## Exercise description:
Extend the news report on the deadly bombings in Iraq, carrying it on from its last paragraph.

## Text under study:
*-*-*
BAGHDAD — Bombs in Iraq targeting a checkpoint run by government-allied Sunni militiamen, a Shiite tribal leader's funeral and a soccer field killed at least 19 people Friday, in the latest strikes by militants seeking to destabilize the country.
Iraq is in the midst of its deadliest and most sustained wave of violence since 2008, raising fears the nation is returning to the widespread sectarian-charged bloodshed that pushed it to the brink of civil war in 2006 and 2007. More than 2,000 people have been killed in bombings and other attacks since the start of April.
The deadliest attack, which killed at least 11 people, occurred at the militia checkpoint shortly before midday in the village of Zangoura, just south of the former insurgent stronghold of Ramadi, police said.
The checkpoint was staffed by Sunni militiamen who joined forces with U.S. troops to fight Al Qaeda during the Iraq war. They remain on the Shiite-led central government's payroll, making them an occasional target for Sunni insurgents who consider them traitors.
*-*-*
## Collected data:
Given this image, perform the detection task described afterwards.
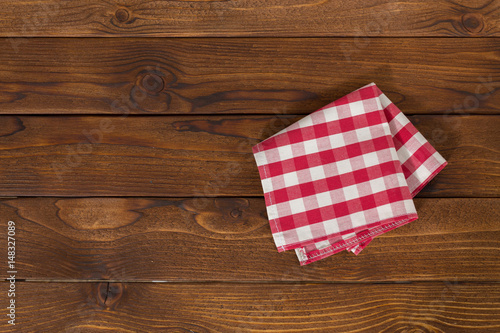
*-*-*
## Task answer:
One bomb, apparently planted by the side of the road, was the source of the initial blast. A second detonated as villagers rushed to help the victims of the first explosion, police said.
In the town of Dujail, north of the capital, Baghdad, a suicide bomber rammed his explosives-laden car into a tent set up to welcome mourners at the funeral of a local Shiite tribal leader.
Dujail Mayor Naif Khazraji and Ali Haidari, a senior security official in the town, said the blast killed at least four people and wounded four others. Khazraji said those killed included a police captain who tried to shoot the bomber before he detonated his explosives.
Dujail is a predominantly Shiite town surrounded by mostly Sunni communities.
Shortly after sunset, police said, a bomb went off near a soccer field in the Shiite-majority town of Madain, just south of Baghdad, killing four people and wounding 15.
There was no immediate claim of responsibility.
Police and hospital officials confirmed the casualties. The officials spoke on condition of anonymity because they were not authorized to brief the media.
Earlier Friday, Iraqi officials raised the death toll from a series of bombings late Thursday that targeted soccer fans watching the Confederations Cup semifinal between Spain and Italy in cafes in and around Baghdad. They put the number of dead at 36.